#### [Problem]
Give a verbatim copy of the lines below, minus the pictures.

#### [Information supplied]
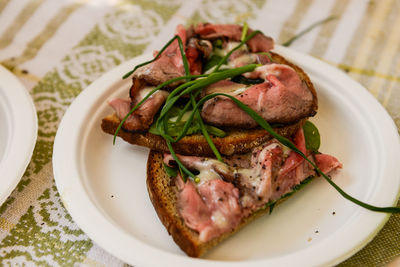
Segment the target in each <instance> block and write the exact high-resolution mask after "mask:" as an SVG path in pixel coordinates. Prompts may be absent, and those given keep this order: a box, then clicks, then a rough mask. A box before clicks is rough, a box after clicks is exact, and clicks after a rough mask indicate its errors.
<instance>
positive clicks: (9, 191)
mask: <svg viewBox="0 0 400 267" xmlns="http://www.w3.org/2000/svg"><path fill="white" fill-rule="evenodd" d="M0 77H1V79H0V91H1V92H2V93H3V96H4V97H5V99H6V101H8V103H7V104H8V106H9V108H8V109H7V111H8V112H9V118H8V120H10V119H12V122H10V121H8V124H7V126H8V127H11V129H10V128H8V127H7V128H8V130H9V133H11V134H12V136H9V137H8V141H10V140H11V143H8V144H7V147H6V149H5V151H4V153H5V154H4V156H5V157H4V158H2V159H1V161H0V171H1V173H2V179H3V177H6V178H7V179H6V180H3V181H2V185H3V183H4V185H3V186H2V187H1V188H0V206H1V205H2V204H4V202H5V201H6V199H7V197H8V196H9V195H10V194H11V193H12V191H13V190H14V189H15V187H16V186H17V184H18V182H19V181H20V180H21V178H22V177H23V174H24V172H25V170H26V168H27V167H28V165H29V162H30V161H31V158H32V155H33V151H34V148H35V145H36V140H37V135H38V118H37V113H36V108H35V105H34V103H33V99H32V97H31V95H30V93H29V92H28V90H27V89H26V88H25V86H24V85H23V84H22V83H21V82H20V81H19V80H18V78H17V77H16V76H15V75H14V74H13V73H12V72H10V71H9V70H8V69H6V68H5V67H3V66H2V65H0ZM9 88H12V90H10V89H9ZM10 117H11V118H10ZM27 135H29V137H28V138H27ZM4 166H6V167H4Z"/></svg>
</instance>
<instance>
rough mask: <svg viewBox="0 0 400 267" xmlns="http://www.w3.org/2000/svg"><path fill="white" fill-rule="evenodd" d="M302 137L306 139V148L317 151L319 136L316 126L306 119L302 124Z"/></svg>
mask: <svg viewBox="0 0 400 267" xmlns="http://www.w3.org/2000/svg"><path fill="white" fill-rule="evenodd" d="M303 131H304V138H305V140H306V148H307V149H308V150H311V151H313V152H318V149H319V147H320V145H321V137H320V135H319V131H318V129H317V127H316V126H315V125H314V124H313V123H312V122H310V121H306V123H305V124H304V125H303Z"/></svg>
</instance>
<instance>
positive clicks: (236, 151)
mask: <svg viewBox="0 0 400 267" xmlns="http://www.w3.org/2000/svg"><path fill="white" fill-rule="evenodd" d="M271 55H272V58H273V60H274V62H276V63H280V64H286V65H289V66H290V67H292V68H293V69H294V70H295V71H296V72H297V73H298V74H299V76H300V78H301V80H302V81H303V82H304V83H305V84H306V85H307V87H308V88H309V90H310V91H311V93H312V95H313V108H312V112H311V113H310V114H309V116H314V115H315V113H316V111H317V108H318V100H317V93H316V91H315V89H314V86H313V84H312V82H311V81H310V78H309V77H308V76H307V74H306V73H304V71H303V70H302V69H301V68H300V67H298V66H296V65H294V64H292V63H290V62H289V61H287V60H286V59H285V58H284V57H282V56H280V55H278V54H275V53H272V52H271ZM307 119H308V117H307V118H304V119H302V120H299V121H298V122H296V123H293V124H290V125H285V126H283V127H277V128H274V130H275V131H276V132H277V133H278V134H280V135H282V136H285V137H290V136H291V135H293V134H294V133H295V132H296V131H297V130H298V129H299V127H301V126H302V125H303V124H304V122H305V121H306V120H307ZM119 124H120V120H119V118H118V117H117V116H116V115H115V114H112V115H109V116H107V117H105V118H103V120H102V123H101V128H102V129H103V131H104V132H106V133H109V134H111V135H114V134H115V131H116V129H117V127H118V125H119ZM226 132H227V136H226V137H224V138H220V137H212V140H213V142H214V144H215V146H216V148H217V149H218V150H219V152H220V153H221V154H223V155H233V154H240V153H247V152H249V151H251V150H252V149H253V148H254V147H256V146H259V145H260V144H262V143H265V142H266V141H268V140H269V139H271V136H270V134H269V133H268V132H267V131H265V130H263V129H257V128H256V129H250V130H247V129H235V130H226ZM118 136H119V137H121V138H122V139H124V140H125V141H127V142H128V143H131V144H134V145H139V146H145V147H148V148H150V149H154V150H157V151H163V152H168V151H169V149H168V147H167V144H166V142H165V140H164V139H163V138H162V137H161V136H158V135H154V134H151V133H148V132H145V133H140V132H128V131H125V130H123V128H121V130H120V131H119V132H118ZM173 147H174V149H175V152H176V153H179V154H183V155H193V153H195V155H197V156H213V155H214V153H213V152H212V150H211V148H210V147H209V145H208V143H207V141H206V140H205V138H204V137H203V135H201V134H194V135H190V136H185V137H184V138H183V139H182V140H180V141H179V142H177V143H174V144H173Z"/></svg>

#### [Answer section]
Segment the target in each <instance> block and write the exact high-resolution mask after "mask:" as an SVG path in pixel coordinates. Prompts may be absent, and those given keep this order: a box, then clicks, then a rough mask. A box before clicks is rough, a box after clicks is exact, and clicks after a rough mask indicate its errors.
<instance>
positive clicks: (9, 191)
mask: <svg viewBox="0 0 400 267" xmlns="http://www.w3.org/2000/svg"><path fill="white" fill-rule="evenodd" d="M0 77H1V79H0V91H1V92H2V93H3V96H4V97H5V99H6V101H8V103H7V104H8V106H9V108H8V109H7V111H8V112H9V118H8V120H10V119H12V122H10V121H8V124H7V126H8V127H11V129H10V128H8V127H7V128H8V130H9V133H11V134H12V136H9V137H8V141H10V140H11V143H8V144H7V147H6V149H5V151H4V153H5V154H4V156H5V157H4V158H2V159H1V161H0V171H1V173H2V179H3V177H6V178H7V179H6V180H3V181H2V185H3V183H4V185H3V186H2V187H1V188H0V206H1V205H2V204H4V202H5V201H6V199H7V197H8V196H9V195H10V194H11V193H12V191H13V190H14V189H15V187H16V186H17V184H18V182H19V181H20V180H21V178H22V177H23V174H24V172H25V170H26V168H27V167H28V165H29V162H30V161H31V158H32V155H33V151H34V148H35V145H36V140H37V135H38V118H37V113H36V108H35V105H34V103H33V99H32V97H31V95H30V93H29V92H28V90H27V89H26V88H25V86H24V85H23V84H22V83H21V82H20V81H19V80H18V78H17V77H16V76H15V75H14V74H13V73H12V72H10V71H9V70H8V69H6V68H5V67H3V66H2V65H0ZM9 88H12V90H10V89H9ZM10 117H11V118H10ZM27 135H29V137H28V138H27ZM4 166H6V167H4Z"/></svg>
</instance>
<instance>
rough mask: <svg viewBox="0 0 400 267" xmlns="http://www.w3.org/2000/svg"><path fill="white" fill-rule="evenodd" d="M302 137L306 139V148L317 151L319 136L316 126L306 119L302 124Z"/></svg>
mask: <svg viewBox="0 0 400 267" xmlns="http://www.w3.org/2000/svg"><path fill="white" fill-rule="evenodd" d="M303 131H304V138H305V140H306V148H307V149H308V150H311V151H313V152H318V149H319V147H320V145H321V137H320V135H319V131H318V129H317V127H316V126H315V125H314V124H313V123H312V122H310V121H306V123H305V124H304V125H303Z"/></svg>
</instance>
<instance>
positive clicks: (236, 151)
mask: <svg viewBox="0 0 400 267" xmlns="http://www.w3.org/2000/svg"><path fill="white" fill-rule="evenodd" d="M271 55H272V58H273V60H274V62H276V63H280V64H286V65H289V66H290V67H292V68H293V69H294V70H295V71H296V72H297V73H298V74H299V76H300V78H301V80H302V81H303V82H304V83H305V84H306V85H307V87H308V88H309V90H310V91H311V93H312V95H313V108H312V112H311V113H310V114H309V116H314V115H315V113H316V111H317V108H318V100H317V93H316V91H315V89H314V86H313V84H312V82H311V81H310V78H309V77H308V76H307V74H306V73H304V71H303V70H302V69H301V68H300V67H298V66H296V65H294V64H292V63H290V62H289V61H287V60H286V59H285V58H284V57H282V56H280V55H278V54H275V53H272V52H271ZM307 119H308V117H307V118H304V119H302V120H299V121H298V122H296V123H293V124H290V125H285V126H283V127H277V128H274V130H275V131H276V132H277V133H278V134H280V135H282V136H285V137H290V136H291V135H293V134H294V133H295V132H296V131H297V130H298V129H299V127H301V126H302V125H303V124H304V122H305V121H306V120H307ZM119 124H120V120H119V118H118V117H117V116H116V115H115V114H112V115H109V116H107V117H105V118H103V120H102V123H101V128H102V129H103V131H104V132H106V133H109V134H111V135H114V134H115V131H116V129H117V127H118V125H119ZM226 132H227V136H226V137H224V138H220V137H212V140H213V142H214V144H215V146H216V148H217V149H218V150H219V152H220V153H221V154H223V155H233V154H240V153H247V152H249V151H251V150H252V149H253V148H254V147H256V146H259V145H260V144H262V143H265V142H266V141H268V140H269V139H271V136H270V134H269V133H268V132H267V131H265V130H263V129H257V128H256V129H250V130H247V129H235V130H226ZM118 136H119V137H121V138H122V139H124V140H125V141H127V142H128V143H131V144H134V145H139V146H145V147H148V148H150V149H154V150H157V151H163V152H168V151H169V149H168V147H167V144H166V142H165V140H164V139H163V138H162V137H161V136H158V135H154V134H151V133H148V132H145V133H140V132H128V131H125V130H123V128H121V130H120V131H119V132H118ZM173 147H174V149H175V152H176V153H179V154H183V155H193V153H195V155H197V156H213V155H214V153H213V152H212V150H211V148H210V147H209V145H208V143H207V141H206V140H205V138H204V137H203V135H201V134H194V135H190V136H185V137H184V138H183V139H182V140H180V141H179V142H177V143H174V144H173Z"/></svg>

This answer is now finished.